Write out, exactly and in full, the records given below, but not their pictures.

** RECORDS SHOWN follows **

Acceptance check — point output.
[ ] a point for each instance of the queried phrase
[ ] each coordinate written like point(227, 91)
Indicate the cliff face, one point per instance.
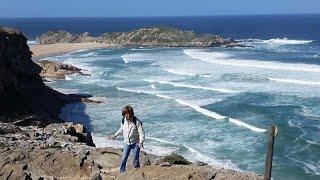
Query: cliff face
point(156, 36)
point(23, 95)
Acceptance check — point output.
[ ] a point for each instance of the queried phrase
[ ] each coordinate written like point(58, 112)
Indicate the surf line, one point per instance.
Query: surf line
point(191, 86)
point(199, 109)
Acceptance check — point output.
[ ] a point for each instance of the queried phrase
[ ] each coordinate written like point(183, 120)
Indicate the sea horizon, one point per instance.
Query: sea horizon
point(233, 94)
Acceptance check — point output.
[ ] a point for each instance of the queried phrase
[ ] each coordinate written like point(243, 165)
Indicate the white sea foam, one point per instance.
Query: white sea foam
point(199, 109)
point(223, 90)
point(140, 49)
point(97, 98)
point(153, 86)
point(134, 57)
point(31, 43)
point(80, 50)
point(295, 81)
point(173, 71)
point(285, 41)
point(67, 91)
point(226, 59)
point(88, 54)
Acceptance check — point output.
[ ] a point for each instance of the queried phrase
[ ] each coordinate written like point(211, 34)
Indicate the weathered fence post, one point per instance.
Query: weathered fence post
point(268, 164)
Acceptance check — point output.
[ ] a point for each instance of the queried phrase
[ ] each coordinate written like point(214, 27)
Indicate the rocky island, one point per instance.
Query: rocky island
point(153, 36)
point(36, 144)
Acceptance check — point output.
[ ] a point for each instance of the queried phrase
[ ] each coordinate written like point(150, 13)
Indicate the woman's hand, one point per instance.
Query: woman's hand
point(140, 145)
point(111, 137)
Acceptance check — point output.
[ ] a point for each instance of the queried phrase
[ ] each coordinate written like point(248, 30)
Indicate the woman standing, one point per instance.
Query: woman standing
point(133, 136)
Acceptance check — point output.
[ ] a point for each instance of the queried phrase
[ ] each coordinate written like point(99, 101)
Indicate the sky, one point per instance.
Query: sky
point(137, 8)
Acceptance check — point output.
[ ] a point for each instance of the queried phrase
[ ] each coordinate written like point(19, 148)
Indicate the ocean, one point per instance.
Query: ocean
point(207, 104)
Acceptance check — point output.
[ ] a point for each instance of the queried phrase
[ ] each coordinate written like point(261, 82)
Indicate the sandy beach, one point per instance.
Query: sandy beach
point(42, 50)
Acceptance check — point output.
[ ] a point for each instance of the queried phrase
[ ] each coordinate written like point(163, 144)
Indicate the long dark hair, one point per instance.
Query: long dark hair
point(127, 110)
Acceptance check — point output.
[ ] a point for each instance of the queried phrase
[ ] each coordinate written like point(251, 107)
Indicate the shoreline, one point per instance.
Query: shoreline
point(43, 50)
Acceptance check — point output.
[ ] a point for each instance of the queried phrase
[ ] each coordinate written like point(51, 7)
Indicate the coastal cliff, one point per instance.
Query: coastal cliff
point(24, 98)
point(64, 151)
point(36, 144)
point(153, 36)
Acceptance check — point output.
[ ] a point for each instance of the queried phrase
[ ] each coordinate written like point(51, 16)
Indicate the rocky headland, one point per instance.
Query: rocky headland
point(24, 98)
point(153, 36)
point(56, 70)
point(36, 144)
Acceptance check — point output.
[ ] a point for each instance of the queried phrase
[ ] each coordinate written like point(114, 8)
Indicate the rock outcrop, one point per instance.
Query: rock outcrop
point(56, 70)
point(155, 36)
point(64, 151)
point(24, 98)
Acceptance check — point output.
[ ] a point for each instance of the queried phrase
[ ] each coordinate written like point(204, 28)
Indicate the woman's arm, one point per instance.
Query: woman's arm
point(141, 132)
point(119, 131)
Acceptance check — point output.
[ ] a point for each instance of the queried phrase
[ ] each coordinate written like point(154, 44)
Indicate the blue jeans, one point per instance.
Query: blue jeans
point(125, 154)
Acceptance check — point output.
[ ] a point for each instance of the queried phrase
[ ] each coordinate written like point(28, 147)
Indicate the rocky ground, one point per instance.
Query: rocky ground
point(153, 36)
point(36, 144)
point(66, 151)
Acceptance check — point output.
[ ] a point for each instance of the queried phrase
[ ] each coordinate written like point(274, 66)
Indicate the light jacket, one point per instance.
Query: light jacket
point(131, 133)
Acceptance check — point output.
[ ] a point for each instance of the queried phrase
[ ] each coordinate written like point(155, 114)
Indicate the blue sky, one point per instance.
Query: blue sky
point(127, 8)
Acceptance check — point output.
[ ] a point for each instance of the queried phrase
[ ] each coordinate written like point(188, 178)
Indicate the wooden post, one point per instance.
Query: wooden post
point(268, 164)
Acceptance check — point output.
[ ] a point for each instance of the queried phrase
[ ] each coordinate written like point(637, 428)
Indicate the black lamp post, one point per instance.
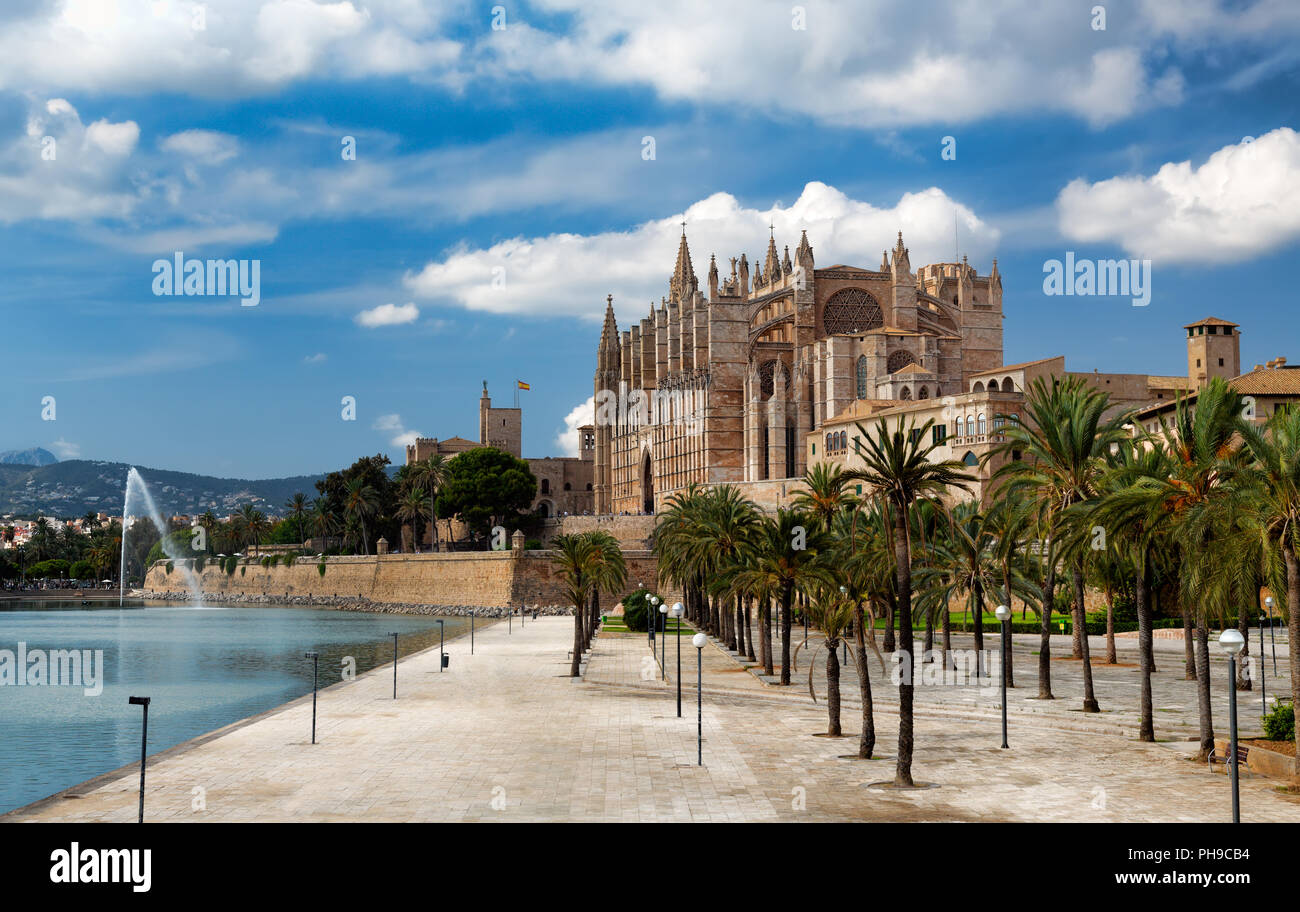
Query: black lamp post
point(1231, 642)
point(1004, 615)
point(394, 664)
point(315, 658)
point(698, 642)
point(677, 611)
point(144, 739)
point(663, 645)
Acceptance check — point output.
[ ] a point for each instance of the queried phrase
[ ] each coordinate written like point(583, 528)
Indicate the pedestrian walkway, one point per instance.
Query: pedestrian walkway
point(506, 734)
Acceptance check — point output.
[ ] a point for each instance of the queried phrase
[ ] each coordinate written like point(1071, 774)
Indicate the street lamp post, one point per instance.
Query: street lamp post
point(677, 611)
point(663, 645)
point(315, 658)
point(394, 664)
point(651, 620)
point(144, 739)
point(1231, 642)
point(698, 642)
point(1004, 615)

** End of RECORDS SHOWN **

- **RESPONSE TO THE TASK**
Acceptance check — point output.
[ ] a point for each instance of the queried phrase
[ ] each coordinate written like point(227, 91)
Indicate the cliff face, one point per instance.
Query: cliff face
point(156, 36)
point(23, 95)
Acceptance check — point output.
[ ] a point for each instance of the queried phrase
[ ] each coordinate written like point(58, 112)
Indicate the surf line, one point per instance.
Query: surf line
point(191, 86)
point(199, 109)
Acceptance check — point output.
[ ] a point for each instance of the queried phrase
[ ] each coordinate written like point(183, 120)
Indicate the sea horizon, one point per instance.
Query: sea horizon
point(233, 94)
Acceptance check — point output.
[ ] a point for each instance of the queried phrase
[ ] each coordinate written like point(243, 165)
Indicate the white sea foam, one point per instance.
Query: white sea foam
point(199, 109)
point(223, 90)
point(140, 49)
point(97, 98)
point(153, 86)
point(134, 57)
point(31, 43)
point(80, 50)
point(295, 81)
point(173, 71)
point(285, 41)
point(67, 91)
point(226, 59)
point(88, 54)
Acceptance check — point output.
[ ] a point for each instance of the queried phrase
[ ] each coordinate written like point(211, 34)
Indicate the weathered fence post, one point per instance.
Query: weathered fence post
point(268, 164)
Acceptance check — point output.
[ ] a point for each instance of the queried phrase
[ ] each coordinate written like point(214, 27)
Indicate the rocky island, one point per instance.
Query: rocky island
point(153, 36)
point(36, 144)
Acceptance check — point output.
[ ] a point for each instance of the queried phrase
[ ] each coordinate written like point(150, 13)
Indicate the woman's hand, one point per instance.
Query: woman's hand
point(140, 145)
point(111, 137)
Acceptance check — point output.
[ ] a point for each instance of the queried phrase
[ ] each coordinate written like point(248, 30)
Indicate the woman standing, one point per instance.
Query: woman standing
point(133, 136)
Acceptance check — point output.
[ ] a point for each instance of the queried phrase
[ ] each coordinate written like point(99, 101)
Indicate the sky, one point per instance.
Query: sky
point(137, 8)
Acceptance check — point output.
[ ] a point for each instance of the queried phrase
[ ] each coordinate written like point(19, 148)
Indicate the ocean, one point per instance.
Query: ocean
point(207, 104)
Acceptance check — point output.
[ ] a point for each instance of the queried phrase
[ ] each coordinate written like point(261, 82)
Indicate the sandy beach, one point per instance.
Query: sandy beach
point(42, 50)
Acceptance check — point output.
[ ] a point for each instance of the queried phrase
[ ] each coordinate written like point(163, 144)
Indicate the long dark hair, one point per instance.
Query: long dark hair
point(127, 110)
Acceptance check — point output.
[ ] a point for each instance of the queried phrase
[ ] each coordinate written like point(251, 107)
Indicate the shoreline, one point per instance.
Query: shoreline
point(43, 50)
Acceptance check — point output.
[ ] a point for each instance of the queried phrase
[ ] each coordinate written like point(51, 7)
Indicate the coastal cliff, one point per instance.
Query: coastal cliff
point(24, 98)
point(64, 151)
point(36, 144)
point(153, 36)
Acceptance check — point output.
[ ] a point for each instance of the queried phrase
[ ] each coordinate written like point(51, 16)
Indicate the rocky headland, one point per instance.
Query: rocky headland
point(24, 98)
point(153, 36)
point(56, 70)
point(36, 144)
Acceptance check — point output.
[ ] a point for each instance of the queried phrase
[ ] each coordinate written like point(114, 8)
Indicate the rock outcrop, one point per instance.
Query: rock outcrop
point(56, 70)
point(155, 36)
point(64, 151)
point(24, 98)
Acceptance check — point output.
[ ] a point for each instance of the queried phrase
[ ] each coordinate written like point(204, 28)
Indicate the woman's arm, one point per instance.
Query: woman's arm
point(141, 132)
point(119, 131)
Acceptance check — point output.
[ ] a point for each instance of the queried phrase
[ ] each coordinate written like point(154, 44)
Indicate the blue jeans, one point per instance.
Query: blue jeans
point(125, 154)
Acceptance check — point output.
[ ] a point for each instance of the queried phrase
[ ] each coordinate written like point(28, 147)
Indicate the rocky ground, one point per instance.
Query: rocky ground
point(153, 36)
point(36, 144)
point(66, 151)
Acceptance check — point output.
[ ] a point for each instance of the queried phrase
[ ] each coordinate written like point(274, 66)
Indicate the light jacket, one point per instance.
Query: light jacket
point(131, 133)
Acceptance check — point output.
[ ] a point for each instance of the queried phrase
[ ] each coordinate written like point(155, 114)
Indicate the blue sky, one point per instance.
Query: blue sky
point(127, 8)
Acceptance check — point output.
[ ] a point for each instance of the queried phrase
[ ] each coordinate written like point(188, 178)
Indicate the wooden post, one point per instance.
Query: wooden post
point(268, 164)
Acceptance check — point output.
[ ] a point for each instance of the queried phrase
[ ] each coordinate written like point(637, 428)
Indicate the black lamp post, one point per instance.
Query: black lamp post
point(1231, 642)
point(1004, 615)
point(394, 664)
point(315, 658)
point(698, 642)
point(677, 611)
point(144, 739)
point(663, 645)
Acceptance check — point output.
[ ] a point for each instance of the queried phrase
[ ] each coordinate written like point(583, 528)
Indicate the pedestrian walkway, one point per instance.
Query: pedestrian walkway
point(506, 734)
Acceptance check — point output.
[ ] a point for each instance of the queried phrase
[ ] each coordinate written like point(1071, 774)
Indicate the street lamp post, one point per instance.
Query: street lamp post
point(677, 611)
point(663, 645)
point(315, 658)
point(394, 664)
point(651, 620)
point(144, 739)
point(1231, 642)
point(698, 642)
point(1004, 615)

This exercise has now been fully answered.